**DO THIS:**
Render each line of the records below as a row in a Markdown table, leaving out blank lines. Use a column named Row for the running number and a column named Line for the line itself.
───
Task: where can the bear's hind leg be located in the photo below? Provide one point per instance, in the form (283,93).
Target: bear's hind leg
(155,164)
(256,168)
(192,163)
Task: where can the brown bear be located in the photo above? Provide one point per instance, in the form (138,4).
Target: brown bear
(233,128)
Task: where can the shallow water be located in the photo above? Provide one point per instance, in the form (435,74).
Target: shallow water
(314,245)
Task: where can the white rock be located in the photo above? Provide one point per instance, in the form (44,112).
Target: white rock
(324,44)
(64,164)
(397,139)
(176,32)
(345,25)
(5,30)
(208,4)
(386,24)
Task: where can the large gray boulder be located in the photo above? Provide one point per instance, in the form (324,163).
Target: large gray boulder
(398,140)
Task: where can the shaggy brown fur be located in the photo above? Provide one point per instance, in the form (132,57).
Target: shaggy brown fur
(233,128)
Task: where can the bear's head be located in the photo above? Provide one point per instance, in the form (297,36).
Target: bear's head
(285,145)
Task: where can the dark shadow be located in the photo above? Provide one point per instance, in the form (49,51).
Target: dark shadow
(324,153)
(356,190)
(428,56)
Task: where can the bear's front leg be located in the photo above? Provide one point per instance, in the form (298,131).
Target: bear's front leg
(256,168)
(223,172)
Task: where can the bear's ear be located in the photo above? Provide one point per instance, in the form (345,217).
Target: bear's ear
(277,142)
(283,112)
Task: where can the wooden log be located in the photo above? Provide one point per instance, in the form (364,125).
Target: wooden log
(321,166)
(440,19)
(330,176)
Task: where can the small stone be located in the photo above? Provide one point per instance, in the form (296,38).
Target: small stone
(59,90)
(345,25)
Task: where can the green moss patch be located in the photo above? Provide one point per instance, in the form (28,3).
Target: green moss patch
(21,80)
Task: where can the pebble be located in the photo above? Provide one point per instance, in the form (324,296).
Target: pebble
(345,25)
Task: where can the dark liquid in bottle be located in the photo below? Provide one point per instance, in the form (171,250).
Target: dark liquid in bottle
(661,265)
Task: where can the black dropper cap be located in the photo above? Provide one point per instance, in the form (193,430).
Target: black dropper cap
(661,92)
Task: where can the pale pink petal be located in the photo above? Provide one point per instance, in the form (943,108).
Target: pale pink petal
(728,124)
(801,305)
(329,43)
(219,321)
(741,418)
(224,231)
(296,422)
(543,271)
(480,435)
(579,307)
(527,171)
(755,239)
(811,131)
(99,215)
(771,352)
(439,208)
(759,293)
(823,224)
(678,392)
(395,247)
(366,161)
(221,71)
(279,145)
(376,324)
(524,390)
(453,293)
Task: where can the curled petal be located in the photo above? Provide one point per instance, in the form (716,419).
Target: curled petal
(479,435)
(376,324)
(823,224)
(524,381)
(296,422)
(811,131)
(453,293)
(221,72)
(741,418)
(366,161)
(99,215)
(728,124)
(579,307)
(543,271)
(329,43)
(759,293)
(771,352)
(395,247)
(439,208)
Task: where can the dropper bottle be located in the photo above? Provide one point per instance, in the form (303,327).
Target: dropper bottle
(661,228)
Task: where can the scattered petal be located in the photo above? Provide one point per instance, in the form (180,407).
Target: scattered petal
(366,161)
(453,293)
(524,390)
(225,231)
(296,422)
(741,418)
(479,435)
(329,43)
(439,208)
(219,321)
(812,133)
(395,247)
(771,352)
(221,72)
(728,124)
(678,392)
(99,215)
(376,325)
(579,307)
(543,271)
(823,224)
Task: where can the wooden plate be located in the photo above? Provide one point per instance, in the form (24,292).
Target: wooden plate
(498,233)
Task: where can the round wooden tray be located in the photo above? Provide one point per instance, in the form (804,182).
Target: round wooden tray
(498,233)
───
**WORKED SOLUTION:**
| Row | Line |
|---|---|
| 1 | Task: where can the bear's hind leg be located in the photo below? Provide one point per instance, in the form (283,93). |
| 2 | Target: bear's hind leg |
| 3 | (155,164) |
| 4 | (256,168) |
| 5 | (192,163) |
| 6 | Task: where can the brown bear be located in the photo above? Provide one point per instance, in the form (138,4). |
| 7 | Target: brown bear |
| 8 | (233,128) |
| 9 | Task: where can the shallow water be located in the photo above? Provide one point per instance, in the form (435,74). |
| 10 | Target: shallow water |
| 11 | (314,245) |
| 12 | Task: where can the white rock be located in the photo above? Provide one point per instance, in the form (44,112). |
| 13 | Target: white rock |
| 14 | (324,44) |
| 15 | (64,164) |
| 16 | (397,139) |
| 17 | (176,32) |
| 18 | (345,25) |
| 19 | (5,30) |
| 20 | (208,4) |
| 21 | (386,24) |
| 22 | Task: where can the large gray boulder be located in the photo above? Provide one point per instance, in the form (324,163). |
| 23 | Target: large gray boulder |
| 24 | (398,140) |
| 25 | Task: where can the shaggy brown fur be located in the photo above? Provide one point per instance, in the form (132,57). |
| 26 | Target: shaggy brown fur |
| 27 | (233,128) |
| 28 | Task: where can the bear's head be located in the photo above? Provide one point per instance, in the form (297,36). |
| 29 | Target: bear's head |
| 30 | (285,145) |
| 31 | Task: where can the dark shadow be located in the photo above? Provide one point per instance, in the form (49,51). |
| 32 | Target: dark shadow |
| 33 | (324,153) |
| 34 | (356,190) |
| 35 | (428,56) |
| 36 | Task: where can the bear's front leg be located in the photo above? Provide one point per instance, in the form (298,131). |
| 37 | Target: bear's front leg |
| 38 | (256,168) |
| 39 | (223,172) |
| 40 | Task: where can the bear's ear be located in the photo above? Provide one point per instance, in the form (345,217). |
| 41 | Target: bear's ear |
| 42 | (277,142) |
| 43 | (283,112) |
| 44 | Task: where can the wooden log be located in the photo above? Provide one point per instance, in the form (364,125). |
| 45 | Target: wooden log |
| 46 | (321,166) |
| 47 | (440,19) |
| 48 | (330,176) |
| 49 | Task: where can the small stone be located in the photo above? Provide one point per instance, in the form (296,38). |
| 50 | Target: small stone |
| 51 | (59,90) |
| 52 | (345,25) |
| 53 | Task: where can the green moss patch be located in the photo above? Provide one point per instance, in the form (28,3). |
| 54 | Target: green moss patch |
| 55 | (21,80) |
| 56 | Task: where can the pebble be located in the photo above? Provide one point per instance, in the form (324,296). |
| 57 | Target: pebble |
| 58 | (345,25) |
| 59 | Task: where can the dark liquid in bottle be located in the photo below? Provide one point per instance, in the form (171,250). |
| 60 | Target: dark liquid in bottle |
| 61 | (661,265) |
| 62 | Task: where can the black dropper cap be located in the photo above? Provide one point per instance, in the form (193,430). |
| 63 | Target: black dropper cap |
| 64 | (661,92) |
| 65 | Task: where can the pale pink petal be located in the photo above? Provide one point per instance, in the form (943,108). |
| 66 | Target: pale pink petal |
| 67 | (728,124) |
| 68 | (801,305) |
| 69 | (329,43) |
| 70 | (219,321) |
| 71 | (741,418) |
| 72 | (224,231) |
| 73 | (296,422) |
| 74 | (543,271) |
| 75 | (480,435) |
| 76 | (579,307) |
| 77 | (527,171) |
| 78 | (755,239) |
| 79 | (811,131) |
| 80 | (99,215) |
| 81 | (771,352) |
| 82 | (439,208) |
| 83 | (759,293) |
| 84 | (823,224) |
| 85 | (678,392) |
| 86 | (395,247) |
| 87 | (366,161) |
| 88 | (221,71) |
| 89 | (279,145) |
| 90 | (376,324) |
| 91 | (524,390) |
| 92 | (453,293) |
| 93 | Task: where can the curled petal be located in the photo above? Provide one point per instance, in the form (716,419). |
| 94 | Target: curled petal |
| 95 | (479,435) |
| 96 | (376,324) |
| 97 | (823,224) |
| 98 | (524,381) |
| 99 | (296,422) |
| 100 | (811,131) |
| 101 | (453,293) |
| 102 | (221,72) |
| 103 | (741,418) |
| 104 | (366,161) |
| 105 | (99,215) |
| 106 | (728,124) |
| 107 | (579,307) |
| 108 | (543,271) |
| 109 | (329,43) |
| 110 | (759,293) |
| 111 | (771,352) |
| 112 | (395,247) |
| 113 | (439,208) |
| 114 | Task: where can the dropper bottle be located in the photo above? Provide one point per instance, in the form (303,327). |
| 115 | Target: dropper bottle |
| 116 | (661,228) |
| 117 | Task: where can the scattered petal be located in the photo above? Provide one point per instance, in the form (180,407). |
| 118 | Target: scattered petal |
| 119 | (366,161) |
| 120 | (453,293) |
| 121 | (524,390) |
| 122 | (225,231) |
| 123 | (296,422) |
| 124 | (741,418) |
| 125 | (479,435) |
| 126 | (329,43) |
| 127 | (439,208) |
| 128 | (219,321) |
| 129 | (812,133) |
| 130 | (395,247) |
| 131 | (771,352) |
| 132 | (221,72) |
| 133 | (728,124) |
| 134 | (678,392) |
| 135 | (99,215) |
| 136 | (376,325) |
| 137 | (579,307) |
| 138 | (543,271) |
| 139 | (823,224) |
| 140 | Task: where can the wooden plate be located in the photo above? Provide one point per instance, in the form (24,292). |
| 141 | Target: wooden plate |
| 142 | (498,233) |
| 143 | Task: where can the round wooden tray be located in the photo above? Provide one point per instance, in the form (804,182). |
| 144 | Target: round wooden tray |
| 145 | (498,233) |